[Source extract Boundary: Start]
Scanner Darkly: Tiny venetian blinds enhance radiography

Ordinary X-ray machines have their limits in screening luggage. For one thing, they can’t always tell the difference between plastic explosives and cheese. A new imaging technique, based on how materials scatter rather than absorb X rays, could improve airport security, and may even lead to better cancer detection.

ZEROING IN. X-raying a chicken wing through microscopic slits creates an image that looks like one made by ordinary radiography (left), but processing the scattered part of the rays reveals more detail (right). Pfeiffer/Nature Materials

In standard radiography, materials appear darker or lighter depending on how well they block X rays. Sometimes that’s not enough to tell materials apart. For example, cheese absorbs X rays about as readily as some plastic explosives do, says Franz Pfeiffer, a physicist at the École Polytechnique Fédérale in Lausanne, Switzerland.

In next month’s Nature Materials, Pfeiffer and his collaborators describe a new method for getting more information out of X rays. The team took inspiration from a standard trick used in microscopy to enhance the details of small, translucent objects such as certain insects. In what is called dark-field imaging, an arrangement of screens prevents light from passing straight through the sample and into the lens. Instead, only light scattered by the sample can enter the microscope.

Pfeiffer’s team placed a silicon wafer in front of its X-ray source. Plain silicon would let X rays through, but the wafer had a metal grating etched onto it, making it look like a venetian blind with micrometer-wide slits. The rays passed through the grating, and then the sample and two more gratings, before reaching a detector.

Depending on the sample’s composition, some of the rays went straight through, and some were deflected by a small angle, comparable to “a hair seen from 1 meter away,” says Pfeiffer.
[Source extract Boundary: End]
[Provided data Boundary: Start]
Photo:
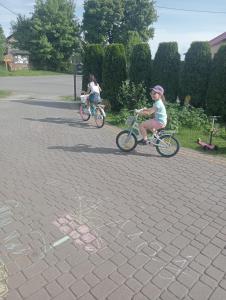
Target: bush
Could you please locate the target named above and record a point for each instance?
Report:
(92, 63)
(195, 75)
(166, 68)
(186, 116)
(114, 73)
(132, 95)
(140, 64)
(216, 95)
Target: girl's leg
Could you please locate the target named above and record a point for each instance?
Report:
(151, 125)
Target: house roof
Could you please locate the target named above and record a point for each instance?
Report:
(217, 40)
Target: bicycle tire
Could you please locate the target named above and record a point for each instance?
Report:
(102, 119)
(84, 116)
(129, 135)
(160, 148)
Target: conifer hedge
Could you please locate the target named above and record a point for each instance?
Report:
(166, 69)
(216, 95)
(114, 73)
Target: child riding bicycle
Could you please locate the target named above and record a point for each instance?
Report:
(158, 109)
(94, 92)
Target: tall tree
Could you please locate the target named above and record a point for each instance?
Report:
(216, 95)
(140, 64)
(196, 72)
(2, 43)
(52, 34)
(114, 73)
(110, 21)
(166, 68)
(101, 20)
(92, 63)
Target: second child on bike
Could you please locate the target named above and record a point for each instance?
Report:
(94, 92)
(158, 109)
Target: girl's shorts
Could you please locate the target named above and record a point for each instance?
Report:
(94, 98)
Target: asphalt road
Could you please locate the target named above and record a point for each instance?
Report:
(41, 87)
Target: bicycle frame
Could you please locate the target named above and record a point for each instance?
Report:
(134, 128)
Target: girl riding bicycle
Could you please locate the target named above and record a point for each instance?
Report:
(158, 108)
(94, 91)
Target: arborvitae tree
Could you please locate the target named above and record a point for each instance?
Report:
(2, 44)
(114, 73)
(166, 68)
(216, 94)
(140, 64)
(92, 63)
(196, 72)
[Provided data Boundary: End]
*Exercises:*
**A)** Reproduce word for word the part of the X-ray scatter imaging article that begins at the words "Ordinary X-ray machines" and stops after "in Lausanne, Switzerland.".
**B)** Resume the X-ray scatter imaging article after its final sentence, writing on in the same style.

*Numbered responses:*
**A)**
Ordinary X-ray machines have their limits in screening luggage. For one thing, they can’t always tell the difference between plastic explosives and cheese. A new imaging technique, based on how materials scatter rather than absorb X rays, could improve airport security, and may even lead to better cancer detection.

ZEROING IN. X-raying a chicken wing through microscopic slits creates an image that looks like one made by ordinary radiography (left), but processing the scattered part of the rays reveals more detail (right). Pfeiffer/Nature Materials

In standard radiography, materials appear darker or lighter depending on how well they block X rays. Sometimes that’s not enough to tell materials apart. For example, cheese absorbs X rays about as readily as some plastic explosives do, says Franz Pfeiffer, a physicist at the École Polytechnique Fédérale in Lausanne, Switzerland.

**B)**
The researchers took up to eight shots of each sample, each time shifting the third grating by a fraction of a micrometer. Computer analysis of the differences between these images enabled the researchers to separate the scattered X rays from those that went through. The effect was similar to viewing the sample from slightly different angles, says Pfeiffer.

While cheese is smooth, plastic explosive has a microscopic granular structure that increases the scattering of X rays, so its image appeared brighter in tests. The researchers also imaged chicken wings, with the bones revealed in greater contrast than with conventional X-ray imaging thanks to their porous structure. With improvements, the technique might detect tumors, which tend to scatter X rays more than healthy tissue does, Pfeiffer says.

While dark-field X-ray imaging has been done in the past, Pfeiffer says that the new technique is the first that could be practical to use with ordinary radiography equipment, as opposed to sophisticated and expensive research beams.

Steve Wilkins, a researcher at Australia’s Commonwealth Scientific and Industrial Research Organisation in Clayton South, calls the results “very promising.” However, Wilkins points out that right now the technique takes tens of seconds to produce an image. That’s too slow for applications such as medical imaging, he cautions, since a patient would need to stay perfectly still.